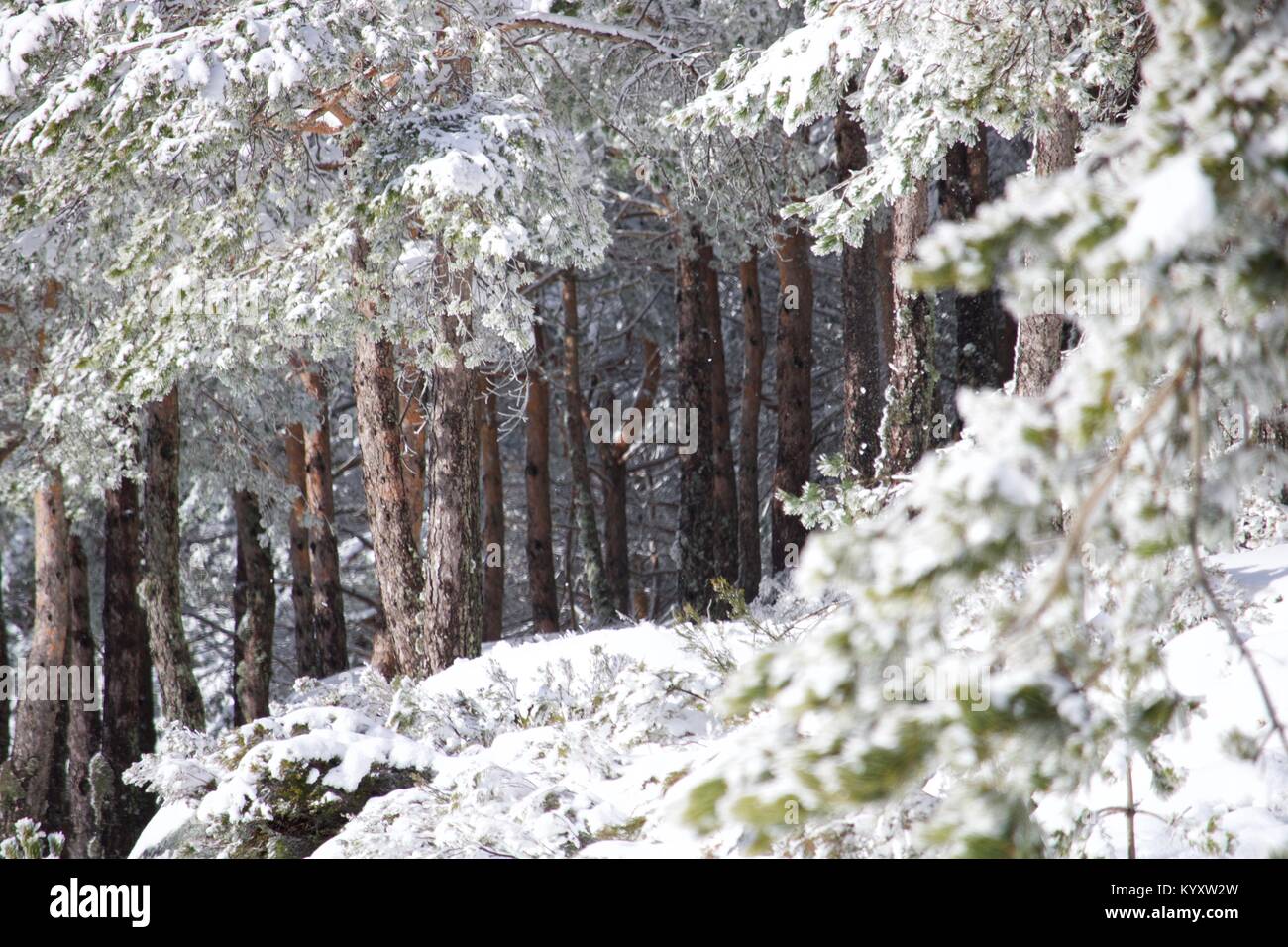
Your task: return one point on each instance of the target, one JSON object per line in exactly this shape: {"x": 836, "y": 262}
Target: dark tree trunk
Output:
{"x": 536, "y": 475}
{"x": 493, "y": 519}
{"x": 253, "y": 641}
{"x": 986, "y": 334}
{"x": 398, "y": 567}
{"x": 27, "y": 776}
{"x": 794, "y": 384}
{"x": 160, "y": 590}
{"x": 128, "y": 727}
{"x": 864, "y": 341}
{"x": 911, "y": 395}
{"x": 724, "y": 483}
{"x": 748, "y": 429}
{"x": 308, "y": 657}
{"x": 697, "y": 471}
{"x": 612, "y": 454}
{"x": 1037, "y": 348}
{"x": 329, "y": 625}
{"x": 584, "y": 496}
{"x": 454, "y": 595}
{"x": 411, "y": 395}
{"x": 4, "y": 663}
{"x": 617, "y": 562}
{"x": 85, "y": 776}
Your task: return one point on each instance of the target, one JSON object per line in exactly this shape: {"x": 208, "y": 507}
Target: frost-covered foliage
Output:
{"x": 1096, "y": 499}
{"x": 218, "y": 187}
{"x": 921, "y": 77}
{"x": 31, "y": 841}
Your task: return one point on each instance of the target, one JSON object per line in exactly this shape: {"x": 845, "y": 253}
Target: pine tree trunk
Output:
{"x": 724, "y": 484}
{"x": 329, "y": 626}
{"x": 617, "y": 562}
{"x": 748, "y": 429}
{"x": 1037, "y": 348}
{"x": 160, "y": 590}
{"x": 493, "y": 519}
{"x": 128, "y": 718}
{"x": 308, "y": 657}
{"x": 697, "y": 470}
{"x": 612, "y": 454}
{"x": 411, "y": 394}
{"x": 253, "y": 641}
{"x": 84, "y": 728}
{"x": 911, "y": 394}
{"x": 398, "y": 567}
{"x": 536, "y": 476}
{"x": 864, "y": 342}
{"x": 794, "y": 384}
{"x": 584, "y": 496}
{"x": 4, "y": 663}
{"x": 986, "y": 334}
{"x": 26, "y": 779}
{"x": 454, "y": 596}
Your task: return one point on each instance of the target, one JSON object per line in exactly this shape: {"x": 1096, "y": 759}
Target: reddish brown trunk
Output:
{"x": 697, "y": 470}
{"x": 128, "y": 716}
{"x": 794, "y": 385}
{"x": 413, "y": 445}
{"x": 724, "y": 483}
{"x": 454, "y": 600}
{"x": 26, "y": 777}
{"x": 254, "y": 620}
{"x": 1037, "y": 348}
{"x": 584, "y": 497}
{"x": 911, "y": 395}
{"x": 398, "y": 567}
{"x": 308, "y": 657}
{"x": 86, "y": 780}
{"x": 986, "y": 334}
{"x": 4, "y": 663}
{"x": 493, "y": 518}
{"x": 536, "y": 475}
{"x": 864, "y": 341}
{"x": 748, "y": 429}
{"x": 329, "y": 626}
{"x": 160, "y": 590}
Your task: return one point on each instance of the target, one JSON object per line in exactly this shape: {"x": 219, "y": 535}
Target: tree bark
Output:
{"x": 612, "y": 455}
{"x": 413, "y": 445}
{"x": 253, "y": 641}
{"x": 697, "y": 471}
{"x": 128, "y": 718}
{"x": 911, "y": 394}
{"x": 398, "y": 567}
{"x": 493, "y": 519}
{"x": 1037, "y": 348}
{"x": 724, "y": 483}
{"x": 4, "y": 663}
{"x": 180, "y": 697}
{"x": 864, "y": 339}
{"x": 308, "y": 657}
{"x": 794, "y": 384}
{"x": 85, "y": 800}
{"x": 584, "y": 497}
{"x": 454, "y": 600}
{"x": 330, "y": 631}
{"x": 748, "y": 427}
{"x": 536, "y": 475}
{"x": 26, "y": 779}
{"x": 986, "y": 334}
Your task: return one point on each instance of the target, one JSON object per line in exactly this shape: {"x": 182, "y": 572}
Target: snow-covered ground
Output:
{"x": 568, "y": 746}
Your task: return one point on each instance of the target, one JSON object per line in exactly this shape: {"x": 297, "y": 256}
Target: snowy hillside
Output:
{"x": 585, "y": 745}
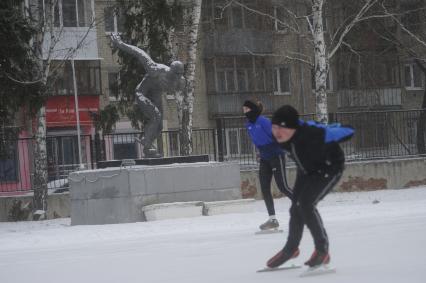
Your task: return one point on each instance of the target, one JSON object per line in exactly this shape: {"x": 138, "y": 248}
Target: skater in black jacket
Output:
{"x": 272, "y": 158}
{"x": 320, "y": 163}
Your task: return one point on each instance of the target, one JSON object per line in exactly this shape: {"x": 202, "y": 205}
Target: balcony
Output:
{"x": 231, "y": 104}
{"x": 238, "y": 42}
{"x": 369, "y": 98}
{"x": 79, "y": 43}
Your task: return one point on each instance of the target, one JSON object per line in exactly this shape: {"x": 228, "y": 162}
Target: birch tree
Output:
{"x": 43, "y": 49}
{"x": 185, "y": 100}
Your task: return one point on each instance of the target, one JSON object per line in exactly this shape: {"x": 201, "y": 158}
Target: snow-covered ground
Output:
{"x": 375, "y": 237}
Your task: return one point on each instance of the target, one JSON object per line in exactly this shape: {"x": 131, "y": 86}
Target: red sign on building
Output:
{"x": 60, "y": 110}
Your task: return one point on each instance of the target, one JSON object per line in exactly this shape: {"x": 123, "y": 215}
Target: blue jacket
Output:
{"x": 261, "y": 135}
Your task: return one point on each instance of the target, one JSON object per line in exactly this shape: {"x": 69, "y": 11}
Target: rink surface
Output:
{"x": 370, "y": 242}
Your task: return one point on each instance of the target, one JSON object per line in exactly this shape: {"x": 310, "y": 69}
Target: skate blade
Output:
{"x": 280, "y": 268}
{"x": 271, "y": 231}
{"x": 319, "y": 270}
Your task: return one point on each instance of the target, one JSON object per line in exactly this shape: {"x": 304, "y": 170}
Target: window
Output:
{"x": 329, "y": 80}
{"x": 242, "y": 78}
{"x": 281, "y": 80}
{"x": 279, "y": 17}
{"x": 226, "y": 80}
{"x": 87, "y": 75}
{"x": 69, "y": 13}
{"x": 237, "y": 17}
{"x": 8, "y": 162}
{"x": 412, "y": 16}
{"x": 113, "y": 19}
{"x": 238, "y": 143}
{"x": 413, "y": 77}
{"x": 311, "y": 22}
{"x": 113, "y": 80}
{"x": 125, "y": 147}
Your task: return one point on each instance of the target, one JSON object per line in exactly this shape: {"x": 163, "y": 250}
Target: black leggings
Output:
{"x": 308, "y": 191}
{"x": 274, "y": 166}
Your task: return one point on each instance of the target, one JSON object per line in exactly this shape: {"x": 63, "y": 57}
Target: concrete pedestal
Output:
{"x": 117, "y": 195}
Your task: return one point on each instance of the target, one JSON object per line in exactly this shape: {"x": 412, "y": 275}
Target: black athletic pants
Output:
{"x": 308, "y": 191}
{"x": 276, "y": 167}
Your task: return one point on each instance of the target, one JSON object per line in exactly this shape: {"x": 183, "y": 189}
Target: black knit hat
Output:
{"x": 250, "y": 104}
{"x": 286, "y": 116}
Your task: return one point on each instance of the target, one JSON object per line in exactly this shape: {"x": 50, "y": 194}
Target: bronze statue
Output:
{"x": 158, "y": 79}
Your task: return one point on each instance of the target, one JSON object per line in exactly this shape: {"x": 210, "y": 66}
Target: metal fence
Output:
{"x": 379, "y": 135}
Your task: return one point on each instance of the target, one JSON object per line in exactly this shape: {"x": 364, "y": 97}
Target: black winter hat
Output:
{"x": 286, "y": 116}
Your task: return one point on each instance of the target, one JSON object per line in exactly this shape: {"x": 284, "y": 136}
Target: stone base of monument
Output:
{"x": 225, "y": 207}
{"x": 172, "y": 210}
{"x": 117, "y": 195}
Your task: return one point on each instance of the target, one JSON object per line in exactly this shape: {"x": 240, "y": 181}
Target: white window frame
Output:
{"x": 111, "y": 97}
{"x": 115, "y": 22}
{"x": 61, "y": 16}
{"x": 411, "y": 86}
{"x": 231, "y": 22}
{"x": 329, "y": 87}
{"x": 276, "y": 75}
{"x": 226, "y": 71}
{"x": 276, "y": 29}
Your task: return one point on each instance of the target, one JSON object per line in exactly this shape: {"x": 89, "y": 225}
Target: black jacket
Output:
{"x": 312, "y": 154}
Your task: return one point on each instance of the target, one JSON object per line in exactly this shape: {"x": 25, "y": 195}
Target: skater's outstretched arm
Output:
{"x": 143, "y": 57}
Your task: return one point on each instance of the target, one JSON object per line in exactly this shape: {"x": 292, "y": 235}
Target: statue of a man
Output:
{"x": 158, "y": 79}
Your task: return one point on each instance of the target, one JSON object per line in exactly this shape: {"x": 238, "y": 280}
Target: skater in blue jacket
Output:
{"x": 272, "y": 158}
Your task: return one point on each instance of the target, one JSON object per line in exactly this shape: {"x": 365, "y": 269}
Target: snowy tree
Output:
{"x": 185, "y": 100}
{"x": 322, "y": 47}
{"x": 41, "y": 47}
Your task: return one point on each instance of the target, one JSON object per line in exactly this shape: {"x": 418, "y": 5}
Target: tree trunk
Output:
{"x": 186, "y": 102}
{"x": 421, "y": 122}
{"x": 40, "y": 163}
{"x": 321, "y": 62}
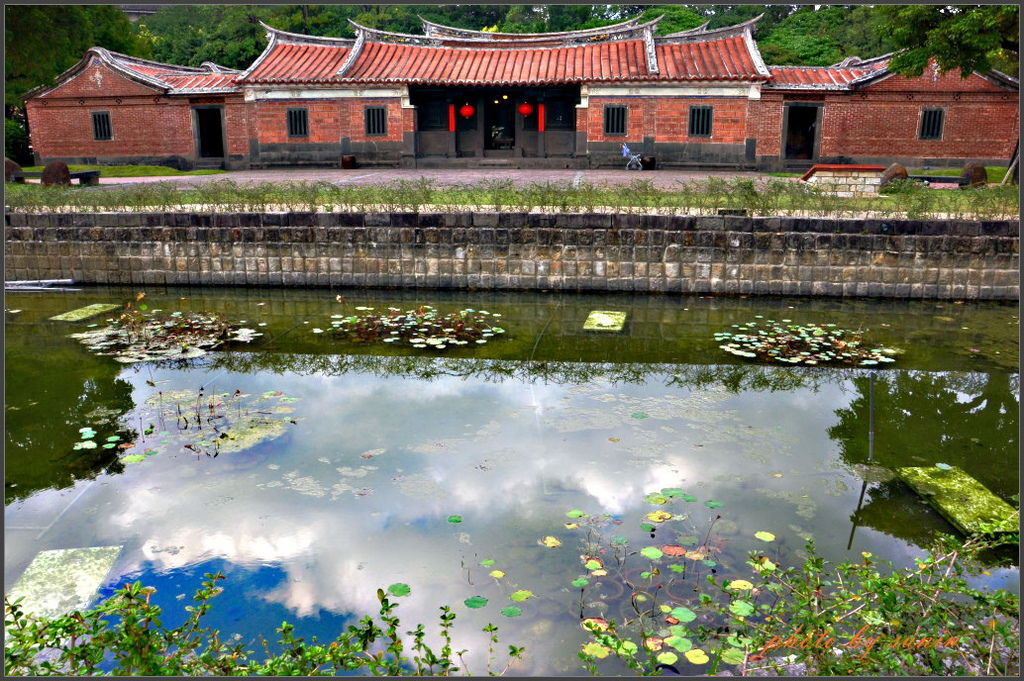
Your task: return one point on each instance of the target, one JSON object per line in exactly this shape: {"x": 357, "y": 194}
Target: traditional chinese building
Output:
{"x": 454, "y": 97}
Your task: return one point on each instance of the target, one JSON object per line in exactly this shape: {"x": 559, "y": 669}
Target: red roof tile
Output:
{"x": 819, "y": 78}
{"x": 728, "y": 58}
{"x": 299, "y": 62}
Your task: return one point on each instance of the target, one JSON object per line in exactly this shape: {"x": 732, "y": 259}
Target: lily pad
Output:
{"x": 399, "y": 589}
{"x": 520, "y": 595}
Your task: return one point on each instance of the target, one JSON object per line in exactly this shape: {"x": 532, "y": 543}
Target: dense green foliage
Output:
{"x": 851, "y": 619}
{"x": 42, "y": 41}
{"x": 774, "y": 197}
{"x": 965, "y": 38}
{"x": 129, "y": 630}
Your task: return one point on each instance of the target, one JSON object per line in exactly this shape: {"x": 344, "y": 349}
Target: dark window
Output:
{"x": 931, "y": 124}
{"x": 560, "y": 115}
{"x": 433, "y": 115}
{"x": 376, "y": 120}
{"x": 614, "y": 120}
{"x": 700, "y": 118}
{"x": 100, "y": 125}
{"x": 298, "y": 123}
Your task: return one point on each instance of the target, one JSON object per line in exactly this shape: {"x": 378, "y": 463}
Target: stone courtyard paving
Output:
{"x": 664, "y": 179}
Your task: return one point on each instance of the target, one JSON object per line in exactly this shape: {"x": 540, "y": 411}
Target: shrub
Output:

- **TASK PROMPT**
Could you copy each line of the material that holds "black"?

- **COMPLETED TASK**
Target: skater in black jacket
Target: black leggings
Target: black athletic pants
Target: black knit hat
Target: black winter hat
Target: black jacket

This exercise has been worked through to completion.